** START OF DOCUMENT EXTRACT **
I was suggesting that as a question for Vermes at the Wednesday gig. It would be hilarious if Vermes answer began the way your's does "Obviously we are not going to be competitive and have no intention of being so. heck, we haven't been competitive for years. we're more into mediocrity these days ..." Be pretty funny if he ended it the same way, "Let's get real about the rebuild, not really gonna happen..."
In the form of a question.... Since 2019, the club has finished: 11th (2019), 3rd (2021), 12th (2022), 8th (2023) and you are currently 12th (2024), with the club likely to miss the playoffs for the third time in six years. (Here's the question) Why does ownership believe that you and your technical staff are the right people to get the club back to being competitive? Why should fans have faith in you and your technical staff when you have been the group in charge during this decline?
So the town hall was held. Extremely small turnout. I would guess 35 Cauldron attendees with seating set up for 160. I asked the first questions. Even though Reid said the purpose was to be transparent and answer questions, he completely dodged my Gavin Wilkinson question about how Gavin was selected especially given the Athletic reporting that he wasn’t on the search firm list of candidates. Reid said he wasn’t going to add to what the owners’ press release stated. I then commented to Vermes about how disappointed I was that he dampened our celebration of our St. Louis playoff victory by coming down on the field and chastising those Cauldron members who had dared to criticize him. He got hot and went on a rant that he wasn’t going to roll over and take that kind of disrespect. I tried to counter that I didn’t except him to roll over but his timing was horrible but of course he tried to spin that as comparable to when he had to go down to the Cauldron and tell them to stop throwing water bottles onto the field. The biggest things I took away from the rest of the town hall was that (i) PV continues to throw the owners under the bus, saying it was their fault that he didn’t have the budget to spend on players, and now that has changed, and (ii) we will need three more windows before we see a real transformation to be competitive, this winter, next summer and the following winter. He also said we could play as early as Feb. 4 in the CCCL and even if we signed players over the winter they likely won’t have visas to play by then, so he is trying to get the league to move the Club’s starting games to later.
** END OF DOCUMENT EXTRACT **
Reproduce the part of the post about the club's town hall starting at "I was suggesting" and ending at "during this decline?". Rely only on the text above.
** START OF SUPPLIED INFORMATION **
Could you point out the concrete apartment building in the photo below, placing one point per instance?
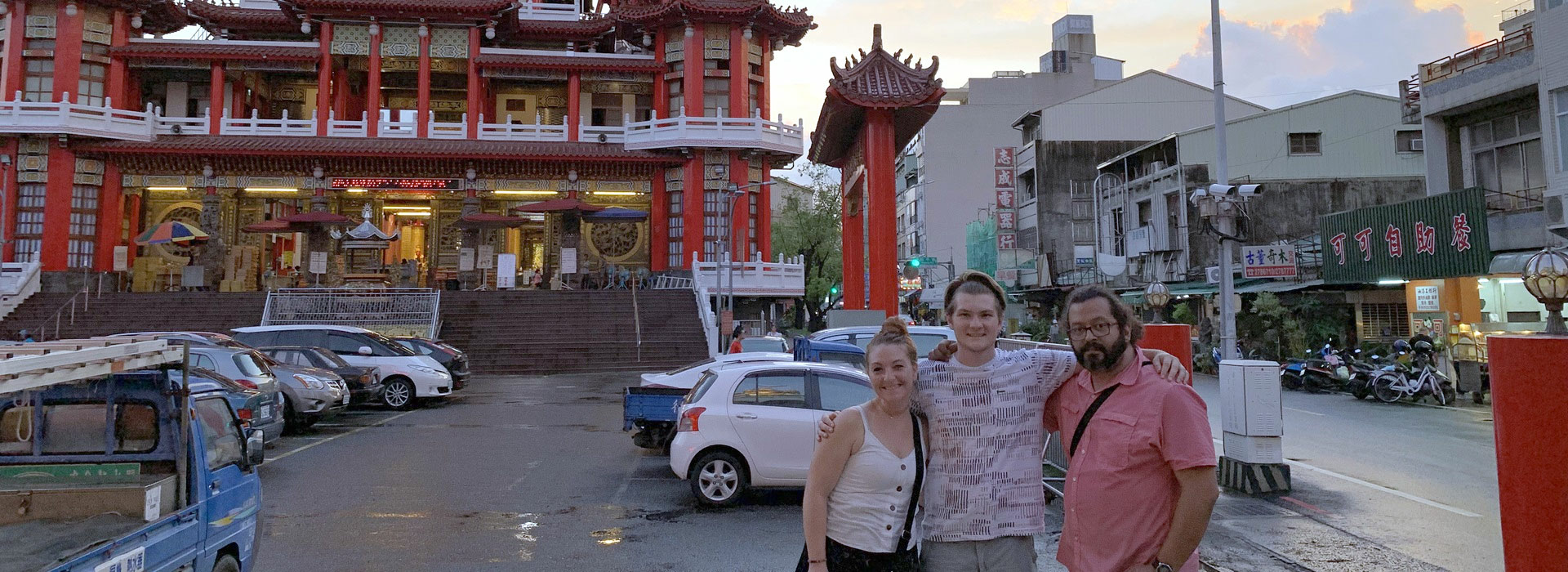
** END OF SUPPLIED INFORMATION **
* RIGHT ANSWER *
I was suggesting that as a question for Vermes at the Wednesday gig. It would be hilarious if Vermes answer began the way your's does "Obviously we are not going to be competitive and have no intention of being so. heck, we haven't been competitive for years. we're more into mediocrity these days ..." Be pretty funny if he ended it the same way, "Let's get real about the rebuild, not really gonna happen..."
In the form of a question.... Since 2019, the club has finished: 11th (2019), 3rd (2021), 12th (2022), 8th (2023) and you are currently 12th (2024), with the club likely to miss the playoffs for the third time in six years. (Here's the question) Why does ownership believe that you and your technical staff are the right people to get the club back to being competitive? Why should fans have faith in you and your technical staff when you have been the group in charge during this decline?